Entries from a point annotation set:
═══

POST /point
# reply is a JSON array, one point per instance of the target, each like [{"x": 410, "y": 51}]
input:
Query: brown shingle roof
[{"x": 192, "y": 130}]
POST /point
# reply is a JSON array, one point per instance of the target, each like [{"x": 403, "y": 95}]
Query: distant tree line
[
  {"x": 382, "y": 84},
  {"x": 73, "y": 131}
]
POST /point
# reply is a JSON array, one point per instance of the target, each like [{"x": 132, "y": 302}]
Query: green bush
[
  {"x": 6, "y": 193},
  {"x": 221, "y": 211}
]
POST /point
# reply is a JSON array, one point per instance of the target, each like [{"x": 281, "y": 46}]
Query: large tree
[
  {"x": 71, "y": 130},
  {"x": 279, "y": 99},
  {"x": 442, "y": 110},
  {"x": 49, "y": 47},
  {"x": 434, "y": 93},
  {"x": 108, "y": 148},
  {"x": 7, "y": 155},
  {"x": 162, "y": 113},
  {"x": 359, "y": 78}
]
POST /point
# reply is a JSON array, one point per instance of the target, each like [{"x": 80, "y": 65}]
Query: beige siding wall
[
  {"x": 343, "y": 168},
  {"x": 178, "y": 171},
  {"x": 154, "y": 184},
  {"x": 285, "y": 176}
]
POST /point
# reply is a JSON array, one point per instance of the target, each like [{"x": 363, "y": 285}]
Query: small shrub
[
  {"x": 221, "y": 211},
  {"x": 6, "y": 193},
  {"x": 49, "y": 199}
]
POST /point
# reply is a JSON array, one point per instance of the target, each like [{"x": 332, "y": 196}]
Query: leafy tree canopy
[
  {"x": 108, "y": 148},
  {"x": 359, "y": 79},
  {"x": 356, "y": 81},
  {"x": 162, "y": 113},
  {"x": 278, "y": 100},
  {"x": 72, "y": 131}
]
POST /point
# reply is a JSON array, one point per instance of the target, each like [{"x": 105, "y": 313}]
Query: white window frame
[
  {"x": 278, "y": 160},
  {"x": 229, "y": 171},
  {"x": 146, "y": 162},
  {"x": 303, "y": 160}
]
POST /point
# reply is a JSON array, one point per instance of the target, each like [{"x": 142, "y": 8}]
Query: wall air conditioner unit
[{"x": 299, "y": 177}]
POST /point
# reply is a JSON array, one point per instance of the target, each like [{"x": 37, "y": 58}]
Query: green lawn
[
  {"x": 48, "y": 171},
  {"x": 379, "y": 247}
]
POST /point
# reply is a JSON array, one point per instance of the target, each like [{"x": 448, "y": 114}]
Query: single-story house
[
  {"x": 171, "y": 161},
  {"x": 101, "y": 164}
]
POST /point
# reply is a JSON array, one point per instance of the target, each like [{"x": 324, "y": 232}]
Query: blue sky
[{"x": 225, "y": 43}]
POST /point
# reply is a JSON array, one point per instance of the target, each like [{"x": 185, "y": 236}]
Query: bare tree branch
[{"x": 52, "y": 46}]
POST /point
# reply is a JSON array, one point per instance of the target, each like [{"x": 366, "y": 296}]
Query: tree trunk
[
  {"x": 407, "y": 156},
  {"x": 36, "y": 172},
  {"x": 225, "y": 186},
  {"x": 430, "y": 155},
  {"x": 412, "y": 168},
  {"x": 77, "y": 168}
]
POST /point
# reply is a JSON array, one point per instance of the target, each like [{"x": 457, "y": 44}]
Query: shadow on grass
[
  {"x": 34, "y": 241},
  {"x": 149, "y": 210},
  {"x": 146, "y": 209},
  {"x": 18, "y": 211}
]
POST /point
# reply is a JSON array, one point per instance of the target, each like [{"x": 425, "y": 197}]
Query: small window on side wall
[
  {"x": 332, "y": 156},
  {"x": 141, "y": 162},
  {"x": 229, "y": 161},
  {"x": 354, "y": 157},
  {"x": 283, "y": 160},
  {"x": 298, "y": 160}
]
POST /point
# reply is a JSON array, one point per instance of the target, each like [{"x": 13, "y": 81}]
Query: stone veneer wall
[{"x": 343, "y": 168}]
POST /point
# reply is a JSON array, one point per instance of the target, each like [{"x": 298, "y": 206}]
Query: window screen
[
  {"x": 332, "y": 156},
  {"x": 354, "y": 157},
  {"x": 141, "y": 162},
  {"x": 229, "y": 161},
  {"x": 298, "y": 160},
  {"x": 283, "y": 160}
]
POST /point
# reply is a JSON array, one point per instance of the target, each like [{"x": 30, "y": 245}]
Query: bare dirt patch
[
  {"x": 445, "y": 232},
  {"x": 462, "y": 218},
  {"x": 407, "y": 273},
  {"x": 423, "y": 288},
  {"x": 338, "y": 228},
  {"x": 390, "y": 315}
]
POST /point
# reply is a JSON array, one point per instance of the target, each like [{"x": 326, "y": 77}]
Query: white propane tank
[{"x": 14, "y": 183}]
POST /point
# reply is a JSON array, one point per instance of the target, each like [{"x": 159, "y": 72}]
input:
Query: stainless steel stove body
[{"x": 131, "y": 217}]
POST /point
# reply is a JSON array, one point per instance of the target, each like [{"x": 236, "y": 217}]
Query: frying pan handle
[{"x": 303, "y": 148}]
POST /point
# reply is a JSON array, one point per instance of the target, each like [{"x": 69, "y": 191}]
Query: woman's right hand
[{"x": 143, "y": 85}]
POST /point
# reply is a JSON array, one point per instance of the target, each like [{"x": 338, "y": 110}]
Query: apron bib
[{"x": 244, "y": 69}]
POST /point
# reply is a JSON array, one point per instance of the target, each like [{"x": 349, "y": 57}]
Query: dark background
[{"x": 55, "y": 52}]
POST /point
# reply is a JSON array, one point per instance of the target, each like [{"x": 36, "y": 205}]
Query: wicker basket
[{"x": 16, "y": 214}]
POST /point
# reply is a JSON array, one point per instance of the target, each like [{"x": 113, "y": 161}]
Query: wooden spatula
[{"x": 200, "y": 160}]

═══

Written task: Quote every line of the data, word for word.

Solution for this task:
POST /point
# reply is a JSON array, one point per instance of the target, each like [{"x": 410, "y": 51}]
input:
Query: brown shingle roof
[{"x": 192, "y": 130}]
POST /point
# reply is a JSON array, one point per instance of the target, each like [{"x": 403, "y": 95}]
Query: distant tree line
[
  {"x": 382, "y": 84},
  {"x": 73, "y": 131}
]
POST /point
# reply is a JSON array, one point per instance of the target, each like [{"x": 132, "y": 302}]
Query: green bush
[
  {"x": 6, "y": 193},
  {"x": 221, "y": 211}
]
POST /point
# reply is a JSON array, one point per instance of the target, each like [{"x": 281, "y": 46}]
Query: large tree
[
  {"x": 71, "y": 130},
  {"x": 279, "y": 99},
  {"x": 442, "y": 110},
  {"x": 49, "y": 47},
  {"x": 434, "y": 93},
  {"x": 108, "y": 148},
  {"x": 7, "y": 155},
  {"x": 162, "y": 113},
  {"x": 359, "y": 78}
]
POST /point
# reply is a JSON array, one point per instance of the target, each like [{"x": 80, "y": 65}]
Query: beige siding wall
[
  {"x": 343, "y": 168},
  {"x": 178, "y": 171},
  {"x": 154, "y": 184},
  {"x": 285, "y": 176}
]
POST /point
# reply is a JSON array, one point per instance of the target, each like [{"x": 363, "y": 285}]
Query: small shrub
[
  {"x": 221, "y": 211},
  {"x": 6, "y": 193},
  {"x": 49, "y": 199}
]
POST /point
# reply is a JSON array, one point per instance of the target, each like [{"x": 332, "y": 196}]
Query: leafy tree canopy
[
  {"x": 108, "y": 148},
  {"x": 359, "y": 79},
  {"x": 356, "y": 81},
  {"x": 162, "y": 113},
  {"x": 278, "y": 100},
  {"x": 72, "y": 131}
]
POST /point
# reply is a JSON array, one point per instance of the target, each like [{"x": 105, "y": 313}]
Query: white window frame
[
  {"x": 278, "y": 160},
  {"x": 229, "y": 171},
  {"x": 146, "y": 162},
  {"x": 303, "y": 160}
]
POST /point
# reply is a JSON array, one point per instance of the target, each like [{"x": 142, "y": 8}]
Query: wall air conditioner unit
[{"x": 299, "y": 177}]
POST /point
# reply is a JSON array, one point per instance of the target, each like [{"x": 37, "y": 58}]
Query: green lawn
[
  {"x": 48, "y": 171},
  {"x": 379, "y": 247}
]
POST /point
# reply is a JSON array, one point per instance of the target, each like [{"x": 448, "y": 114}]
Query: single-story house
[
  {"x": 171, "y": 161},
  {"x": 101, "y": 164}
]
POST /point
# reply is a JSON array, one point per instance of the target, each like [{"x": 324, "y": 232}]
Query: blue sky
[{"x": 225, "y": 43}]
POST /point
# reply is a JSON array, one point per instance of the target, each like [{"x": 185, "y": 236}]
Query: bare tree branch
[{"x": 52, "y": 46}]
POST /point
# reply is a JSON array, one point per instance of the target, each like [{"x": 366, "y": 296}]
Query: tree trunk
[
  {"x": 407, "y": 156},
  {"x": 36, "y": 172},
  {"x": 225, "y": 186},
  {"x": 430, "y": 155},
  {"x": 412, "y": 168},
  {"x": 77, "y": 168}
]
POST /point
# reply is a JSON array, one point per instance of the target, each like [{"x": 457, "y": 44}]
Query: shadow on grass
[
  {"x": 34, "y": 241},
  {"x": 149, "y": 210},
  {"x": 146, "y": 209},
  {"x": 18, "y": 211}
]
POST /point
# reply is a JSON array, one point per instance of the target, each like [{"x": 425, "y": 197}]
Query: small window on side wall
[
  {"x": 332, "y": 156},
  {"x": 141, "y": 162},
  {"x": 229, "y": 161},
  {"x": 354, "y": 157},
  {"x": 283, "y": 160},
  {"x": 298, "y": 160}
]
POST /point
# reply is a JSON array, one point per instance of the target, each like [{"x": 13, "y": 81}]
Query: stone veneer wall
[{"x": 343, "y": 168}]
POST /point
# reply is a JSON array, one point per instance of the target, each like [{"x": 298, "y": 206}]
Query: window screen
[
  {"x": 332, "y": 156},
  {"x": 354, "y": 157},
  {"x": 141, "y": 162},
  {"x": 229, "y": 161},
  {"x": 298, "y": 160},
  {"x": 283, "y": 160}
]
POST /point
# reply is a JSON array, one point per instance of the target, each like [{"x": 30, "y": 245}]
Query: bare dirt patch
[
  {"x": 445, "y": 232},
  {"x": 462, "y": 218},
  {"x": 407, "y": 273},
  {"x": 423, "y": 288},
  {"x": 338, "y": 228},
  {"x": 390, "y": 315}
]
POST /point
# reply is a JSON array, one point per instance of the target, each like [{"x": 326, "y": 77}]
Query: white propane tank
[{"x": 14, "y": 183}]
POST /point
# reply is a JSON array, one point per instance of the target, each like [{"x": 159, "y": 72}]
input:
Query: stainless steel stove body
[{"x": 131, "y": 217}]
POST /point
# reply is a JSON array, one point per instance of the target, each like [{"x": 236, "y": 217}]
Query: frying pan handle
[{"x": 303, "y": 148}]
POST /point
# reply is a JSON array, one point per instance of the target, each like [{"x": 69, "y": 191}]
Query: woman's right hand
[{"x": 143, "y": 85}]
POST /point
# reply is a JSON array, one point per instance of the target, each like [{"x": 338, "y": 110}]
Query: apron bib
[{"x": 244, "y": 69}]
POST /point
# reply is a JSON array, one point per instance of the target, each like [{"x": 349, "y": 57}]
Query: dark background
[{"x": 55, "y": 52}]
POST /point
# reply is a JSON array, one point per instance of the target, each like [{"x": 36, "y": 205}]
Query: wicker basket
[{"x": 16, "y": 214}]
POST /point
# reply is a JSON array, one point per instance of the target, each like [{"x": 113, "y": 161}]
Query: wooden spatula
[{"x": 200, "y": 160}]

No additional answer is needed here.